What you are asked to do | The required result is the exact run of lines beginning at the one containing "search: product label on wrap" and ending at the last line of the entries.

Data items:

:::

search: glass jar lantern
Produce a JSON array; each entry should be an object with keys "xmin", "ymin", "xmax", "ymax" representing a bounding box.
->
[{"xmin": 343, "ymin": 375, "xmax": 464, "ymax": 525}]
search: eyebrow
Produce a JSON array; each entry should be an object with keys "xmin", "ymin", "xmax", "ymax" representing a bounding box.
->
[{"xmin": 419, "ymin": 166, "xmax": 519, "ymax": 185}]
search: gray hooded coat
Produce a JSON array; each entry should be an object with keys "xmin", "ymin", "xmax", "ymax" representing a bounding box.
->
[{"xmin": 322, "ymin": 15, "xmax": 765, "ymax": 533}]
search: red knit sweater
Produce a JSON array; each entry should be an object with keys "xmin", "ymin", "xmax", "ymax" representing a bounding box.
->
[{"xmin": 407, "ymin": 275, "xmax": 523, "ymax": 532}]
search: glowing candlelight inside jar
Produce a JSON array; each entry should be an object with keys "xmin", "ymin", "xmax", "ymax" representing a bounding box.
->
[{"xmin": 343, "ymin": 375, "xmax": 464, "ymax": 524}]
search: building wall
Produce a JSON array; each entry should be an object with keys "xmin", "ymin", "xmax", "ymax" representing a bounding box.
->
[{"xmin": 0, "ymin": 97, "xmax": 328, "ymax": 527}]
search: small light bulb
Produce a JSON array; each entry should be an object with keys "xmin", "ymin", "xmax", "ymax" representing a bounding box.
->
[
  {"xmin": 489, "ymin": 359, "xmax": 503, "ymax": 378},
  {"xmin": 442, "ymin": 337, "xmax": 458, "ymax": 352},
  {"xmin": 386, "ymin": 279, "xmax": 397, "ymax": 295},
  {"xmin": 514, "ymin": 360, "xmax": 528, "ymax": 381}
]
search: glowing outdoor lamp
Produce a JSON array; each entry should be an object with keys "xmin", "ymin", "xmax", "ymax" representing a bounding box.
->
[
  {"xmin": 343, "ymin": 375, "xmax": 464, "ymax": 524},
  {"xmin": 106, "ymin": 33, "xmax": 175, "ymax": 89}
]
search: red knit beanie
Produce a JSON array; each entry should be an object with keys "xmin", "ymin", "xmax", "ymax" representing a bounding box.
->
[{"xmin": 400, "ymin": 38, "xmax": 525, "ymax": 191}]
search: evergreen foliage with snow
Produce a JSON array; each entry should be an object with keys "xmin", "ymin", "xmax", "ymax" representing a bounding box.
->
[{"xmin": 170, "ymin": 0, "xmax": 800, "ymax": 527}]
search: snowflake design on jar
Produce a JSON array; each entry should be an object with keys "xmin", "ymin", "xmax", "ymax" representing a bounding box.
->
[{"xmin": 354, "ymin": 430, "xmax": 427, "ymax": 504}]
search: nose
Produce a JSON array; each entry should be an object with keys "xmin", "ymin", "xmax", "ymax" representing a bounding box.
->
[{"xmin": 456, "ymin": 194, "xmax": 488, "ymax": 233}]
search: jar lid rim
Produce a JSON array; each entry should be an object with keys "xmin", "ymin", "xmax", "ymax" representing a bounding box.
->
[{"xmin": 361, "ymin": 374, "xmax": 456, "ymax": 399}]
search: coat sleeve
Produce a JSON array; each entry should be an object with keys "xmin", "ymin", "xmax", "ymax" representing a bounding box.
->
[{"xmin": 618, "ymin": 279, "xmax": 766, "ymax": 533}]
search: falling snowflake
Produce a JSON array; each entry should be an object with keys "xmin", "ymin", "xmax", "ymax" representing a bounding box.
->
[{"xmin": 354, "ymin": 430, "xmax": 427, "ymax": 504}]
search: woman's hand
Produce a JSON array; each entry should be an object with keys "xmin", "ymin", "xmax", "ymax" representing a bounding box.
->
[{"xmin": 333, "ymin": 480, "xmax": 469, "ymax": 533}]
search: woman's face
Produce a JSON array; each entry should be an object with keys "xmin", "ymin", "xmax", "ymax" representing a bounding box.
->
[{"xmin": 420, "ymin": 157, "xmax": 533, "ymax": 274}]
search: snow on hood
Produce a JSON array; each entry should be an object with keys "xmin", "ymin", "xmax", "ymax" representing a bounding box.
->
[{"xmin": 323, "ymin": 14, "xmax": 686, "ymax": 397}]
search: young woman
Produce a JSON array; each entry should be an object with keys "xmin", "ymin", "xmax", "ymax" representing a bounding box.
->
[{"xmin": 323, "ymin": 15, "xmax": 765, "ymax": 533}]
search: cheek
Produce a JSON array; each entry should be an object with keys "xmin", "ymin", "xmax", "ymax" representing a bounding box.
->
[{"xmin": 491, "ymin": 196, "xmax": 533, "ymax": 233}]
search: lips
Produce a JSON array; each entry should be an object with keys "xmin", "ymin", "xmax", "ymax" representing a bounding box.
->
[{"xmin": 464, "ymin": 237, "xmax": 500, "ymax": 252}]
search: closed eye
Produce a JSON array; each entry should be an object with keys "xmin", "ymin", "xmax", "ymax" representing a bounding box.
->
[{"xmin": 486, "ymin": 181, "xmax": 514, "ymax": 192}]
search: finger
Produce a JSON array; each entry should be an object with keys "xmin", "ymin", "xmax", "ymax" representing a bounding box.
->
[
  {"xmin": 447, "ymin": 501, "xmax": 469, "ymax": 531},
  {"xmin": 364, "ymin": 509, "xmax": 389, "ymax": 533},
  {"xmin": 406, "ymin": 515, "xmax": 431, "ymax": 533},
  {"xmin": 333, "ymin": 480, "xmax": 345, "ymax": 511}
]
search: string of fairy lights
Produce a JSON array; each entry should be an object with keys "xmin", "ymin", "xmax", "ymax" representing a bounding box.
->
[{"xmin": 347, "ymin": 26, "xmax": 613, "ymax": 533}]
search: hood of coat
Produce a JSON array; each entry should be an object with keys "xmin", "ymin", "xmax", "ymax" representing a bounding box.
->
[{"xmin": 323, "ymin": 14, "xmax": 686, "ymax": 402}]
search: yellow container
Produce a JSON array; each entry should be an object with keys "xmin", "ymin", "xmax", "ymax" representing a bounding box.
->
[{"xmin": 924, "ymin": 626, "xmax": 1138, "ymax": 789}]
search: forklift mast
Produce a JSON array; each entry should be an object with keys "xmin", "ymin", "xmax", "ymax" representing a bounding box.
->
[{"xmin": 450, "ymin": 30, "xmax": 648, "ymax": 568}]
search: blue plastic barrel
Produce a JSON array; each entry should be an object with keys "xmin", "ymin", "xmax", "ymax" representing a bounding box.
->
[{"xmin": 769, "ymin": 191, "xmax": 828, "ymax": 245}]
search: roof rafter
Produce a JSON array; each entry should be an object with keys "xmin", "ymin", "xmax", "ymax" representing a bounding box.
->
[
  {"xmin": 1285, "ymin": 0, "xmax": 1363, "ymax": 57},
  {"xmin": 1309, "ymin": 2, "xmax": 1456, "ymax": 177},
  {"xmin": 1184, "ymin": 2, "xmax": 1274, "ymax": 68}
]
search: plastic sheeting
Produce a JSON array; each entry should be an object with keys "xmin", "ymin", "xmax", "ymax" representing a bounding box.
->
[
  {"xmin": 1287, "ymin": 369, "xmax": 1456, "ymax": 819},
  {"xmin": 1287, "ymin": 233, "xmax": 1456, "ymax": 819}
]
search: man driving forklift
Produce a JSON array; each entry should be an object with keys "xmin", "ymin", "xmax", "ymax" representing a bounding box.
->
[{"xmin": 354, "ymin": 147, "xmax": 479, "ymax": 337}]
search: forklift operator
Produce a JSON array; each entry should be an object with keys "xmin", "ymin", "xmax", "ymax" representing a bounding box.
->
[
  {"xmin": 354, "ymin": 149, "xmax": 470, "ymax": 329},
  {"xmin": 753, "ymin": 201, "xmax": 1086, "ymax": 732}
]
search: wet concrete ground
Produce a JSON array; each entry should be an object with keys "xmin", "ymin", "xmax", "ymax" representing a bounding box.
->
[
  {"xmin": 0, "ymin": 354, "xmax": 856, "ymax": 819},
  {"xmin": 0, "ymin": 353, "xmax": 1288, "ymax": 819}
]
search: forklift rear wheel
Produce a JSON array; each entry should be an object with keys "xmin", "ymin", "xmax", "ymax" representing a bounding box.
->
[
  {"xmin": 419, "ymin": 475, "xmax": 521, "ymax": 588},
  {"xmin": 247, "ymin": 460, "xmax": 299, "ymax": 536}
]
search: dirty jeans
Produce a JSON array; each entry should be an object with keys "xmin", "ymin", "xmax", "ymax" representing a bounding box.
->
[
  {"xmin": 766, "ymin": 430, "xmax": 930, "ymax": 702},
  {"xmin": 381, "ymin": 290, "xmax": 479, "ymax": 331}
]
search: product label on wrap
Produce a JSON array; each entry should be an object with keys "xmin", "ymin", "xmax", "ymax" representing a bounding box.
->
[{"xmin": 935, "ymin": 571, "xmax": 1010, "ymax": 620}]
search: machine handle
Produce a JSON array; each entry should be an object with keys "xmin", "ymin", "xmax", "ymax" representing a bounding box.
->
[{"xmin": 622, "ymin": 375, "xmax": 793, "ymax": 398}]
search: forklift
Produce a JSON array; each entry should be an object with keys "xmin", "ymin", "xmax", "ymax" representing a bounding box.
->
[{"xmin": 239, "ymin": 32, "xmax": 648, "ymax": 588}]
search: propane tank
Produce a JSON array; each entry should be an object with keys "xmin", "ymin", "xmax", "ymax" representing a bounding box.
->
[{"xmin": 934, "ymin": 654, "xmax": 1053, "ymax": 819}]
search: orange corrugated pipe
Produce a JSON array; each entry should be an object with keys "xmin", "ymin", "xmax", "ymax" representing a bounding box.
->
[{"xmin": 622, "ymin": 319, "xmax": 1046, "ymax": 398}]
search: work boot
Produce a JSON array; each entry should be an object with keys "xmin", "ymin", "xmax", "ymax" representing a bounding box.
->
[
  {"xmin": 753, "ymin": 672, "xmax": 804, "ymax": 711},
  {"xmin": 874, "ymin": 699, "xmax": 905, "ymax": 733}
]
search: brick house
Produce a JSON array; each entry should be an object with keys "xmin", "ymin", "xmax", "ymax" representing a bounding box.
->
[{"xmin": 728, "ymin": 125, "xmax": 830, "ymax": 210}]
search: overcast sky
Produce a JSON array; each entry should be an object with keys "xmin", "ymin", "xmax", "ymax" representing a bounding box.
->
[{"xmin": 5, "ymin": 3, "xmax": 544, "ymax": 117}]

:::

Full output |
search: product label on wrap
Produce a JSON array; each entry should be an object with keys "xmin", "ymin", "xmax", "ymax" representing a bounding box.
->
[{"xmin": 935, "ymin": 571, "xmax": 1010, "ymax": 620}]
search: machine handle
Produce a JSON array; each entry should be an object with keys "xmin", "ymin", "xmax", "ymax" representing a bounding box.
->
[{"xmin": 622, "ymin": 375, "xmax": 793, "ymax": 398}]
search: forklift
Produce a JSON array; each entry should be an object with keys "xmin", "ymin", "xmax", "ymax" representing a bounding box.
->
[{"xmin": 239, "ymin": 32, "xmax": 648, "ymax": 588}]
search: propane tank
Produce a JSON array; each entry should be an object with keys "xmin", "ymin", "xmax", "ymax" representing a bounding box.
->
[{"xmin": 934, "ymin": 654, "xmax": 1053, "ymax": 819}]
search: orange corrugated pipe
Produce a JSON array; each entry should be an object with keys "xmin", "ymin", "xmax", "ymax" representing a bounding box.
->
[{"xmin": 622, "ymin": 319, "xmax": 1046, "ymax": 398}]
search: work boot
Produce a JSON array; each entry should be an object with keys "xmin", "ymin", "xmax", "ymax" representing a bounding box.
->
[
  {"xmin": 753, "ymin": 672, "xmax": 804, "ymax": 711},
  {"xmin": 874, "ymin": 699, "xmax": 905, "ymax": 733}
]
search: brick house
Produce a JSON array; each entry should be an object with keys "xmin", "ymin", "xmax", "ymax" representing a bounding box.
->
[{"xmin": 728, "ymin": 125, "xmax": 830, "ymax": 210}]
search: overcast sky
Produce a JSON array; each entry should be an object with keys "xmin", "ymin", "xmax", "ymax" representing a bounding box.
->
[{"xmin": 5, "ymin": 3, "xmax": 544, "ymax": 117}]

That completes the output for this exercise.